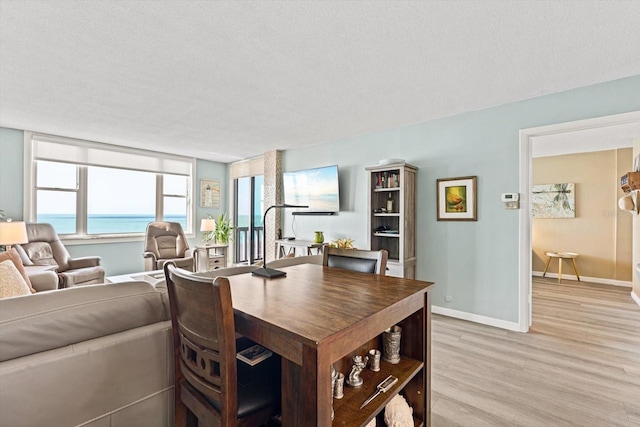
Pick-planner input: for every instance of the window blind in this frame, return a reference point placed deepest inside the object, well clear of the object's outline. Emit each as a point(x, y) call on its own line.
point(245, 168)
point(57, 149)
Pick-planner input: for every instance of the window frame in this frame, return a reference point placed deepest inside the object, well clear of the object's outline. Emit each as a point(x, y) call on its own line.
point(81, 236)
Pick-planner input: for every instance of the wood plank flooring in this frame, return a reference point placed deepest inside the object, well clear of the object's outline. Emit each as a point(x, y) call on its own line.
point(578, 366)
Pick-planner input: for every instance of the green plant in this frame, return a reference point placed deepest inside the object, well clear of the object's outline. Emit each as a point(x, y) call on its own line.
point(223, 232)
point(342, 244)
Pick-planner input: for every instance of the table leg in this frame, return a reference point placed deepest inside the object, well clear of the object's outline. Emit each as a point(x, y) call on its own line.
point(546, 267)
point(559, 270)
point(575, 268)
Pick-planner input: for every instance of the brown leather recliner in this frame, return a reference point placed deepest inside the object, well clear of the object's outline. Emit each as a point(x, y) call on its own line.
point(45, 248)
point(165, 241)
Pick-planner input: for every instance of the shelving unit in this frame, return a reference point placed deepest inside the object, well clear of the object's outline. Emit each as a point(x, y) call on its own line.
point(411, 371)
point(393, 230)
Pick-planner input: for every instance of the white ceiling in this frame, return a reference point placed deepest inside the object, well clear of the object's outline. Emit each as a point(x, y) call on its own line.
point(227, 80)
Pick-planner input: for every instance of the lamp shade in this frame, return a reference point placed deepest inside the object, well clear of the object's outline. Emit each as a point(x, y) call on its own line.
point(13, 233)
point(208, 225)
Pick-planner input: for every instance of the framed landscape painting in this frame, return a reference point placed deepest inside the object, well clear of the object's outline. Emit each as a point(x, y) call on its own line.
point(553, 200)
point(457, 199)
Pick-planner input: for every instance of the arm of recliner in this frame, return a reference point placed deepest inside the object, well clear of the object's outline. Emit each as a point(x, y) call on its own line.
point(83, 262)
point(150, 261)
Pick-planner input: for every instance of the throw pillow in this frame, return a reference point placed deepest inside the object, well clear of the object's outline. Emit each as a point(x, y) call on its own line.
point(11, 282)
point(14, 256)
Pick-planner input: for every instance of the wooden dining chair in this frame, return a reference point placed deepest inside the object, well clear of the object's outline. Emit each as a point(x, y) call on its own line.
point(216, 388)
point(356, 259)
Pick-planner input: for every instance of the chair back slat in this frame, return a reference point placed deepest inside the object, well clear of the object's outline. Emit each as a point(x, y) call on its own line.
point(356, 259)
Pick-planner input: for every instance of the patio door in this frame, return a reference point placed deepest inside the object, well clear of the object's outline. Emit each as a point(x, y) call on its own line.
point(249, 230)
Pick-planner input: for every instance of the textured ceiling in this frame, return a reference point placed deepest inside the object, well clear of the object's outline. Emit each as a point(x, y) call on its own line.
point(227, 80)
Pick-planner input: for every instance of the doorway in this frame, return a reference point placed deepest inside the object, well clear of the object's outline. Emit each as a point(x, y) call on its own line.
point(249, 230)
point(527, 139)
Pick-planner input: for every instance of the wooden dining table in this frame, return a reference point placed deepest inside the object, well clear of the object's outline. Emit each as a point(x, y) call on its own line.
point(318, 316)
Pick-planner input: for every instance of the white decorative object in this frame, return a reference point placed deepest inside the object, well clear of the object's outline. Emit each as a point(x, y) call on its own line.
point(398, 413)
point(384, 162)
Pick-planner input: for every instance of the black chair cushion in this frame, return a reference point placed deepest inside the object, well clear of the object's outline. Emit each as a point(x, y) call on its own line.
point(259, 385)
point(354, 264)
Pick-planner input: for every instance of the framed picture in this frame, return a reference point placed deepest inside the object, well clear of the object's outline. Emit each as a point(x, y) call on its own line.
point(209, 193)
point(457, 199)
point(553, 200)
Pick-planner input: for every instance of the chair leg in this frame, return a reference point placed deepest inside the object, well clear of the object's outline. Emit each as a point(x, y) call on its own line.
point(546, 267)
point(575, 268)
point(559, 270)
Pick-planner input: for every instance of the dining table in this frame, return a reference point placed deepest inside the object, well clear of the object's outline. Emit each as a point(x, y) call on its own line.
point(316, 317)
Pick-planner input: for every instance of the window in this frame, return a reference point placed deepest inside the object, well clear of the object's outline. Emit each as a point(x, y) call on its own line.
point(96, 190)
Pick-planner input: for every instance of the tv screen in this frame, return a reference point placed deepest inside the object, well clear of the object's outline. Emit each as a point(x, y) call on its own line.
point(317, 188)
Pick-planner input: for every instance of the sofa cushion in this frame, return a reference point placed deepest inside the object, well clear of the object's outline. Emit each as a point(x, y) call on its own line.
point(53, 319)
point(14, 256)
point(12, 284)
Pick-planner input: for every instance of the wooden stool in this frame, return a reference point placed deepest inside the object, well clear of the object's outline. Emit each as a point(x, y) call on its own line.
point(561, 255)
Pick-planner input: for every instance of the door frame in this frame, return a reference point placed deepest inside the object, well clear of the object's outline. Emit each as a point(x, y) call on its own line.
point(525, 224)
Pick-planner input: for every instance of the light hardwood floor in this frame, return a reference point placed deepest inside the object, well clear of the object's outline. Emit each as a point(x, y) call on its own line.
point(579, 365)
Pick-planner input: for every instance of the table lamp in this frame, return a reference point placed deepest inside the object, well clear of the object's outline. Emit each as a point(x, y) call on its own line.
point(270, 273)
point(207, 226)
point(13, 233)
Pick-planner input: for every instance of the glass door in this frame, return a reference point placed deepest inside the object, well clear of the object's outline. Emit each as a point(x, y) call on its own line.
point(249, 230)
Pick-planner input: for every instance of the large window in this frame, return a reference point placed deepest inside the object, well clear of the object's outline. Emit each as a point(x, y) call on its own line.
point(93, 190)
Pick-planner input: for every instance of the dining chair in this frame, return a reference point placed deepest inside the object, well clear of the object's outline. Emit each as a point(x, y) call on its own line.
point(356, 259)
point(215, 387)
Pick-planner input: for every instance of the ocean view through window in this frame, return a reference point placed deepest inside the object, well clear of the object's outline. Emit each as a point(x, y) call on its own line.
point(107, 223)
point(108, 191)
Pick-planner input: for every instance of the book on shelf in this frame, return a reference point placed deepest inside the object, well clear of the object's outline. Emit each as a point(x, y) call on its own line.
point(254, 354)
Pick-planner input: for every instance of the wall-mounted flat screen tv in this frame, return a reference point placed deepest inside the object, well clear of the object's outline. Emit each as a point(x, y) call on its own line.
point(318, 188)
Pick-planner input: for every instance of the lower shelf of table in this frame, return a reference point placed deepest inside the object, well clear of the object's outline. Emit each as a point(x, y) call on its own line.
point(347, 410)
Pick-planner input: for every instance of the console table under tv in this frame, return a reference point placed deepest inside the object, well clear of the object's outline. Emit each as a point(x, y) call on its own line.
point(318, 316)
point(286, 247)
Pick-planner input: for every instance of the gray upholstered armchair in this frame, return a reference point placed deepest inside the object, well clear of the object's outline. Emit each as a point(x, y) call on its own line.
point(165, 241)
point(45, 248)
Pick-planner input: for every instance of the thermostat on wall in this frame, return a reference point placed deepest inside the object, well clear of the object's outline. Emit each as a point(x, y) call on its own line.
point(510, 200)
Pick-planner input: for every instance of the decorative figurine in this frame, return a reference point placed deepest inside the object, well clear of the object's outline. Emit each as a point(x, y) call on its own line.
point(359, 364)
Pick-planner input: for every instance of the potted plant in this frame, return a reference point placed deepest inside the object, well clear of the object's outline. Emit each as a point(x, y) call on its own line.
point(342, 243)
point(223, 232)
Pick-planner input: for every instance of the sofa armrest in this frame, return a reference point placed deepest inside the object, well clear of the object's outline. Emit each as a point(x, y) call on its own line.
point(44, 280)
point(83, 262)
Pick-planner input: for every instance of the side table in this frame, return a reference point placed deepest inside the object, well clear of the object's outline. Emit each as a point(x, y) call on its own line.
point(211, 257)
point(561, 255)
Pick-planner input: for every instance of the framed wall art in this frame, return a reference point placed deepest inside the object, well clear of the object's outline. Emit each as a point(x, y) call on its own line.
point(553, 200)
point(457, 199)
point(209, 193)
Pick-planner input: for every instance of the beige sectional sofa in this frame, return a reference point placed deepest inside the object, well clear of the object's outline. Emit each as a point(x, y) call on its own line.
point(97, 355)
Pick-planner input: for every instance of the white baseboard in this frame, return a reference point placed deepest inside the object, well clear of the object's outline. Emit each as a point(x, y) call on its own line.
point(634, 296)
point(587, 279)
point(498, 323)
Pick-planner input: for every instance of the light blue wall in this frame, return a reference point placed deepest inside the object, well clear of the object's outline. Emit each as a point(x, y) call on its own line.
point(117, 258)
point(476, 263)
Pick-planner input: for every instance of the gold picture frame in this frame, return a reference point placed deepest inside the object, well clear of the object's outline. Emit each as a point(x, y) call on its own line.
point(457, 198)
point(209, 193)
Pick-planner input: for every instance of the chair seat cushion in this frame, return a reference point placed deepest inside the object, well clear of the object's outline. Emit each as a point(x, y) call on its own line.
point(259, 385)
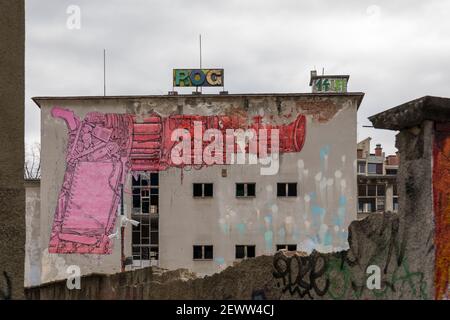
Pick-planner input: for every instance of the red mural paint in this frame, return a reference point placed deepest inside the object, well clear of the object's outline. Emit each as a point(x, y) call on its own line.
point(152, 143)
point(441, 195)
point(103, 148)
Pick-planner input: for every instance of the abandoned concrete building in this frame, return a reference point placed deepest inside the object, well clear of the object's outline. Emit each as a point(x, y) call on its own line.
point(377, 175)
point(108, 157)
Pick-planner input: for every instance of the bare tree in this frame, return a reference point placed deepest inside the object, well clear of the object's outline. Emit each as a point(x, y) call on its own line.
point(32, 168)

|---|

ТРЕБОВАНИЯ: Перепишите без изменений строки данных, начиная со строки с "Pick-planner input: for every instance of the green" и заканчивая строкой с "point(393, 230)" включительно.

ОТВЕТ НИЖЕ:
Pick-planner input: for every instance of the green plant in this frame, return a reference point placed deepest inside the object, well clear of the object's outline. Emit each as a point(x, y) call on its own line.
point(223, 232)
point(342, 244)
Pick-planner input: for every instance of the table leg in this frame, return a reference point placed deepest inside the object, well clear of the object's outline. Emit each as a point(x, y) call on its own line.
point(546, 267)
point(559, 270)
point(575, 268)
Pick-planner input: for every instance of the brown leather recliner in this frame, return a reference point placed deepest inside the object, well clear of the object's outline. Emit each as a point(x, y) call on its own line.
point(45, 248)
point(165, 241)
Pick-planner input: for every instance of the shelving unit in this frame, return a reference point placed deepest inside the object, well clear of the object's outline. Emit each as a point(x, y) call on its own line.
point(411, 371)
point(393, 230)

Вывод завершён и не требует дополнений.